+++ Provided entries

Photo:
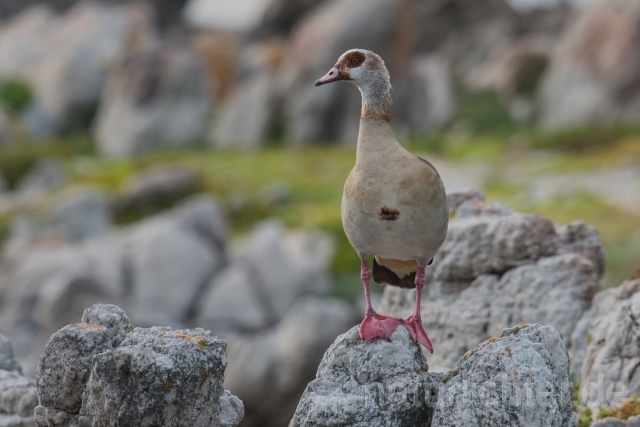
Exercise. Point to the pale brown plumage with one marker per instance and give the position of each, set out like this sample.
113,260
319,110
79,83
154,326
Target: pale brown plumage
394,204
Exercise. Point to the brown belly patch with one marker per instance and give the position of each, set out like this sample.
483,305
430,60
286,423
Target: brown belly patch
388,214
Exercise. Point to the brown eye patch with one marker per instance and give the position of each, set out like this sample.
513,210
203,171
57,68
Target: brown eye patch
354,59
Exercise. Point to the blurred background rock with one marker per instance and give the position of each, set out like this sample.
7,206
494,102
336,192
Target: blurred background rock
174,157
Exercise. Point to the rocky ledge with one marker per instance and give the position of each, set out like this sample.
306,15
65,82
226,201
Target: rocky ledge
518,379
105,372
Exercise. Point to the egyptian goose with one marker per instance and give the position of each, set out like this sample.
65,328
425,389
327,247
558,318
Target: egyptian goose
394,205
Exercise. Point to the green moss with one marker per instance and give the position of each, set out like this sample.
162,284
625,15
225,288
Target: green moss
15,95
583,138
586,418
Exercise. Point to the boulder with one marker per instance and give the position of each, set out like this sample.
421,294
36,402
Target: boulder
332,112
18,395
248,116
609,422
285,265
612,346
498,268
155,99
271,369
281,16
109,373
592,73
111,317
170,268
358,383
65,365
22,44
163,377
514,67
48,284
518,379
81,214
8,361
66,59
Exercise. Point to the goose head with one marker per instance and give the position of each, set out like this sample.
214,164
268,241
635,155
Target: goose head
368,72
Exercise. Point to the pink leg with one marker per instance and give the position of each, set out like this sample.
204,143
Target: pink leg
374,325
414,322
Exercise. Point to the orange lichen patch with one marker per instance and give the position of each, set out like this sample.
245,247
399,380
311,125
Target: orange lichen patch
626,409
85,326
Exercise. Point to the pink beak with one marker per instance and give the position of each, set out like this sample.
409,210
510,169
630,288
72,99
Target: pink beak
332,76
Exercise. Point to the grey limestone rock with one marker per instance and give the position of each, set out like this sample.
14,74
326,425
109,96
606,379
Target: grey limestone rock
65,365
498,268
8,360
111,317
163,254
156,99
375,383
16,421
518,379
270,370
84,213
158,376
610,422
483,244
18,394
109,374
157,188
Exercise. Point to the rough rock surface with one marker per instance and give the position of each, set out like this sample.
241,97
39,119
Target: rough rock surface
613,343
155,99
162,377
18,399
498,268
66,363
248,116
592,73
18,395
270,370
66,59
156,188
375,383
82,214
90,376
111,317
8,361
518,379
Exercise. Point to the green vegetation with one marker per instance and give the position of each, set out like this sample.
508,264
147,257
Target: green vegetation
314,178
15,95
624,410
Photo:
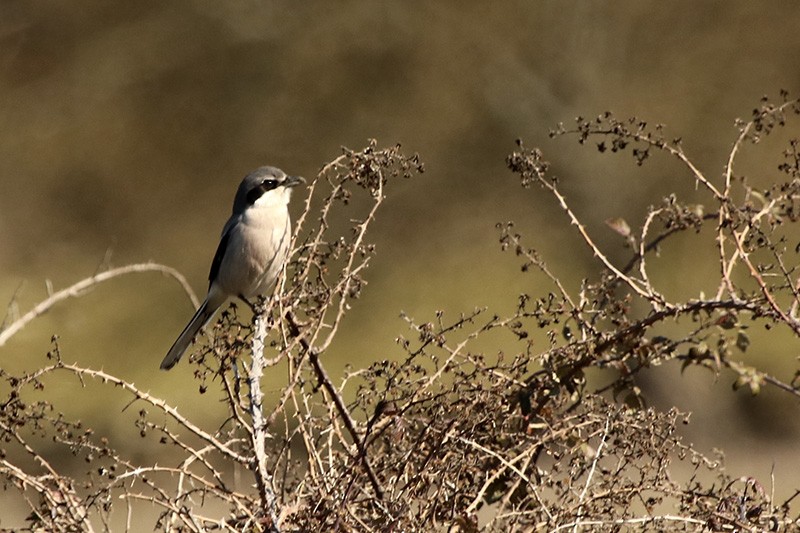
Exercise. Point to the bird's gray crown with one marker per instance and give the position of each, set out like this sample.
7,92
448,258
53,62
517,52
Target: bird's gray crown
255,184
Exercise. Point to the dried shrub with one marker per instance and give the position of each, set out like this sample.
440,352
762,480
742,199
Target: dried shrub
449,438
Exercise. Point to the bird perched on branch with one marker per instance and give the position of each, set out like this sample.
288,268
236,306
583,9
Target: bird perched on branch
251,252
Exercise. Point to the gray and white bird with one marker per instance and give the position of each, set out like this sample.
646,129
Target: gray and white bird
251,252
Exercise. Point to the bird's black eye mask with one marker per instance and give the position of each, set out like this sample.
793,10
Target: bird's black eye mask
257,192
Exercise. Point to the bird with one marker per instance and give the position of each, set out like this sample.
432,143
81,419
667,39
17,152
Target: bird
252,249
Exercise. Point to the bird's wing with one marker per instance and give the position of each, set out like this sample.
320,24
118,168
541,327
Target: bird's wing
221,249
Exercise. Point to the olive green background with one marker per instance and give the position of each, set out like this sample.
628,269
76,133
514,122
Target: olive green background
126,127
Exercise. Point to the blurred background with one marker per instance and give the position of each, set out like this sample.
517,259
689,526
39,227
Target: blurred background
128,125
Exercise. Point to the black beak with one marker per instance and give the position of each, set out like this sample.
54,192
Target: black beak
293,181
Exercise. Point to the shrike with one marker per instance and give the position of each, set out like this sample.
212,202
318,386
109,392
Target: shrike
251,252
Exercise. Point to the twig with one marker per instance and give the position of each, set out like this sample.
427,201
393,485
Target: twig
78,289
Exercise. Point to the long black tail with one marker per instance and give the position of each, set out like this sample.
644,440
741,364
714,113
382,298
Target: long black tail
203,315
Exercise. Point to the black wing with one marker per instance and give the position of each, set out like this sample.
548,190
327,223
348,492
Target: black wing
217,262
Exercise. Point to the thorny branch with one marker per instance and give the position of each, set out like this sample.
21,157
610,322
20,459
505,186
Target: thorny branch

++++++

- Work to be completed:
The answer must be an exact copy of the lines from the start of the records above through the line containing "Exercise. Point to the brown eye", with no pictures in it.

- Result of this task:
Photo:
Exercise. Point to the pale brown plumage with one marker per instance and give the position of each, set out like this sample.
113,260
319,110
79,83
154,326
Target: pale brown plumage
394,204
Exercise. Point to the brown belly patch with one marker per instance and give the position of each, set out like this sample.
483,305
430,60
286,423
Target: brown belly patch
388,214
Exercise. Point to the brown eye patch with one marker per instance and give the position of each, set out like this sample.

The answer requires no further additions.